Saved entries
○ ○ ○

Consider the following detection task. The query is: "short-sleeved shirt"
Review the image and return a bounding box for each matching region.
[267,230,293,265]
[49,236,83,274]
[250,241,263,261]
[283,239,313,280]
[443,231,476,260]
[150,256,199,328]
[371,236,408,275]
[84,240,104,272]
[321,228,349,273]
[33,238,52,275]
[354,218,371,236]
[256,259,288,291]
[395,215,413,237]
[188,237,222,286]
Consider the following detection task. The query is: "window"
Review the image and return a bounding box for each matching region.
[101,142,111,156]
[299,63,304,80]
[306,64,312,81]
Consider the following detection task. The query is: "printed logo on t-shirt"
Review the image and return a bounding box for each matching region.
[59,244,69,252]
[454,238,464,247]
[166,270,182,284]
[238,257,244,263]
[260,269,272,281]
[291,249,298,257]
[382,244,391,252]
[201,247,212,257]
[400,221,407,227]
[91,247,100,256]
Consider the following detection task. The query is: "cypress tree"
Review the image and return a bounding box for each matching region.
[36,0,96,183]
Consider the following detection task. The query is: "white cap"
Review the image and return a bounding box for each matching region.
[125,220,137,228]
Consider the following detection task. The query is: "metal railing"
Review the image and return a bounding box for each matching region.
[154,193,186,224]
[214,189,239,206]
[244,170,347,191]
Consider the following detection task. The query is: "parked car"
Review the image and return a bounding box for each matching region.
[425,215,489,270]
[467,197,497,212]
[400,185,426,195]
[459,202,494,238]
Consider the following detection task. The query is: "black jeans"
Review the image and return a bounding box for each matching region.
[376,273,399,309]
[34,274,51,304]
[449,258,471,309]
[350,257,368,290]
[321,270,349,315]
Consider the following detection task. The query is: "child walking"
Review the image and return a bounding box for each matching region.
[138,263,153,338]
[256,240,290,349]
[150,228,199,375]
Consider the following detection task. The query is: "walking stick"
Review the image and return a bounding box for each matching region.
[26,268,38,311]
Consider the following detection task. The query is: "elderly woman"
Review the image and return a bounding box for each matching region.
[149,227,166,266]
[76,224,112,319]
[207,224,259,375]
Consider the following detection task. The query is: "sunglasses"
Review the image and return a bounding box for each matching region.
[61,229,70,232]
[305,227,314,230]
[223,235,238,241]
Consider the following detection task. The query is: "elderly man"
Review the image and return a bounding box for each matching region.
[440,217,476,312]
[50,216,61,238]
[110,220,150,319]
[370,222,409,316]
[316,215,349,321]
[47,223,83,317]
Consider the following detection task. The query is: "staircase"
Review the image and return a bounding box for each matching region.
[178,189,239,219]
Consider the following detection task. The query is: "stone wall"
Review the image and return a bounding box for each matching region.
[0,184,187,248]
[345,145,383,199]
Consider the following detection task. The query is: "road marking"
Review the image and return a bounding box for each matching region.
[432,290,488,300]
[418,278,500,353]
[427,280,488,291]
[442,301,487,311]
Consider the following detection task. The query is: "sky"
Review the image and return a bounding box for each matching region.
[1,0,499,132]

○ ○ ○

→ **TASK PROMPT**: What the answer needs is every line from the data above with "walking" in it.

→ **ANSWER SPACE**:
Consider the following detection task. The query is: "child walking"
Consider the following detection task. The query is: "walking stick"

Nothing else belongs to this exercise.